— What you will do —
(1) Answer these questions from the article on the OPEC+ oil cuts:
(a) By how many barrels per day will the eight countries reduce production from May until the end of the year?
(b) According to Reuters, the group had been expected to keep production cuts of what size by December?
(c) By how much will Iraq reduce its pumping?
(2) Reproduce word for word the part of the OPEC+ article that opens with the words containing "The announcement was" and closes with "announced in October.".

— Reading passage —
-=-=-
The world was surprised this Sunday (2) with two announcements: that eight countries belonging to the expanded Organization of Petroleum Exporting Countries (OPEC+) would reduce oil production from May until the end of the year by 1.16 million barrels per day (db); and that Russia, a member of the group that had unilaterally reduced its production in February by 500,000 barrels per day, would also extend that deadline to the end of the year. In total, there will be a cut of 1.66 million bd.
The announcement was made one day before the entity’s monthly meeting. According to Reuters agency, the group was expected to maintain its previous decision to reach production cuts of 2 million bd by December, which had been announced in October.
In a statement after the meeting, OPEC+ confirmed what was said at the weekend and detailed how the cuts will be: Saudi Arabia will reduce its pumping by 500,000 barrels per day; Iraq, at 211,000 bd; United Arab Emirates, at 144 thousand bd; Kuwait, at 128,000 bd; Kazakhstan, at 78,000 bd; Algeria, at 48,000 bd; Oman, at 40,000 bd and Gabon, at 8,000 bd. As reported by the EFE agency, all these “voluntary” reductions, that is, without a binding and consensual agreement within the alliance, will be applied from May until the end of 2023.
-=-=-
— Record list —
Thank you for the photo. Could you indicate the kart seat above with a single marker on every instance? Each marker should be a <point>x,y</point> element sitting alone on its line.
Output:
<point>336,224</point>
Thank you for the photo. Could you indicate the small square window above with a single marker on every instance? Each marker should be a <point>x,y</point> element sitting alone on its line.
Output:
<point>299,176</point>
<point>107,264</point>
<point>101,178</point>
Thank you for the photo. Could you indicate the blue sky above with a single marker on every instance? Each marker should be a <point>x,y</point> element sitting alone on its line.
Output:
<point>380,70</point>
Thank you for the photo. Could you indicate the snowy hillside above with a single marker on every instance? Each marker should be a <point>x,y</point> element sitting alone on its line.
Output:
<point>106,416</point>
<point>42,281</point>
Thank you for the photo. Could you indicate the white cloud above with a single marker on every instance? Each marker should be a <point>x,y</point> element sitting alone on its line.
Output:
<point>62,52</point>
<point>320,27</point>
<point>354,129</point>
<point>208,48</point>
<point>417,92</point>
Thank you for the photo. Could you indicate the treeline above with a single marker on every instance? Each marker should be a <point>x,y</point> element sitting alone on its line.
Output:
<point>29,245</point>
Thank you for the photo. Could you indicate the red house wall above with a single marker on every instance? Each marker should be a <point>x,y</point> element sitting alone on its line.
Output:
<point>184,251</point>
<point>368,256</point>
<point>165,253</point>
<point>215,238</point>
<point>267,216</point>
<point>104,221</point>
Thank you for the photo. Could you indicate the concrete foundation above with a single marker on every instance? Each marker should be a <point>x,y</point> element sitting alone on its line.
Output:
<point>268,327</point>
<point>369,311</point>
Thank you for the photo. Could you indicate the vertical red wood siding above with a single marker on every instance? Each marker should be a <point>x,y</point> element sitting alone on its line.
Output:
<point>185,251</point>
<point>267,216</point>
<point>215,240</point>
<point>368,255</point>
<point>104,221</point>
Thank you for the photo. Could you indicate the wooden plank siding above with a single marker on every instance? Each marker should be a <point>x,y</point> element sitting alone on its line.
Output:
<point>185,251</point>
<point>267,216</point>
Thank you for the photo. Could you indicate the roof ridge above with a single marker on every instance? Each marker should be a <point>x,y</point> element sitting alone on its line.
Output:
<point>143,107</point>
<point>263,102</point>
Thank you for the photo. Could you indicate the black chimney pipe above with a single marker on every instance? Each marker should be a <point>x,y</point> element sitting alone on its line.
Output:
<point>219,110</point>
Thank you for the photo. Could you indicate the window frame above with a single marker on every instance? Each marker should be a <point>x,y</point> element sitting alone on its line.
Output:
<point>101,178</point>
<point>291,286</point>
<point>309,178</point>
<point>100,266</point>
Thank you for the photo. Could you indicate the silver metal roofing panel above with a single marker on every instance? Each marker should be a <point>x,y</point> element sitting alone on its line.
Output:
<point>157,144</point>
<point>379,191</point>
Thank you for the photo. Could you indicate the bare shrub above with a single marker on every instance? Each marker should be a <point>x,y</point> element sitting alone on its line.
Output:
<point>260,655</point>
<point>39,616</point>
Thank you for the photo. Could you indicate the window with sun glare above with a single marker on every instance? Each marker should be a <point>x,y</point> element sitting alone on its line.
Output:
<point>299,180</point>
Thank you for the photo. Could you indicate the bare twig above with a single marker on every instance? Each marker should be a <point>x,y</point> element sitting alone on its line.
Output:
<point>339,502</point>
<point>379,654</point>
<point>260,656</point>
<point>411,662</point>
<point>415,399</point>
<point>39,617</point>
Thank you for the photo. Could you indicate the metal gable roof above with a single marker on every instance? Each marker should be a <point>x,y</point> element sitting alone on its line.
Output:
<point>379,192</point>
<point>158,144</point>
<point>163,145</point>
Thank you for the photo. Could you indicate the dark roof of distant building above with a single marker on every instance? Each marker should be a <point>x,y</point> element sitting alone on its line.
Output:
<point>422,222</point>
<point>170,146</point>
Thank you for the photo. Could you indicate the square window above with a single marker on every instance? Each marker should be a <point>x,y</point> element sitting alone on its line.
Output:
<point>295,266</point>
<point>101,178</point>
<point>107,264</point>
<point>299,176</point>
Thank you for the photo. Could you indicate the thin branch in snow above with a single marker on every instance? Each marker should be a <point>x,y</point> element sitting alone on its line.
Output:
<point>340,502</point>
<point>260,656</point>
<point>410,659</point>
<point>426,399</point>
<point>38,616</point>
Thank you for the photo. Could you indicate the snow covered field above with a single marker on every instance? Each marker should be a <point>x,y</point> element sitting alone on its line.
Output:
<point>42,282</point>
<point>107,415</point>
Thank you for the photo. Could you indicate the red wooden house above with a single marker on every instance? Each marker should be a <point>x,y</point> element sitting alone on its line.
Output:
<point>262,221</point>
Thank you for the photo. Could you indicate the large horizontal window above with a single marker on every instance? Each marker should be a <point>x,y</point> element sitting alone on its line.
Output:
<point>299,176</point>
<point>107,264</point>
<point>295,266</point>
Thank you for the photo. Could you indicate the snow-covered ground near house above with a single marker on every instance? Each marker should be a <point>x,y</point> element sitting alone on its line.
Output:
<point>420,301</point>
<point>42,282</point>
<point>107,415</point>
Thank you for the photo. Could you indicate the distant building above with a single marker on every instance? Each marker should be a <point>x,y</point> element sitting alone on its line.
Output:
-=-=-
— Task results —
(1)
(a) 1.16 million barrels per day
(b) 2 million barrels per day
(c) 211,000 barrels per day

(2)
The announcement was made one day before the entity’s monthly meeting. According to Reuters agency, the group was expected to maintain its previous decision to reach production cuts of 2 million bd by December, which had been announced in October.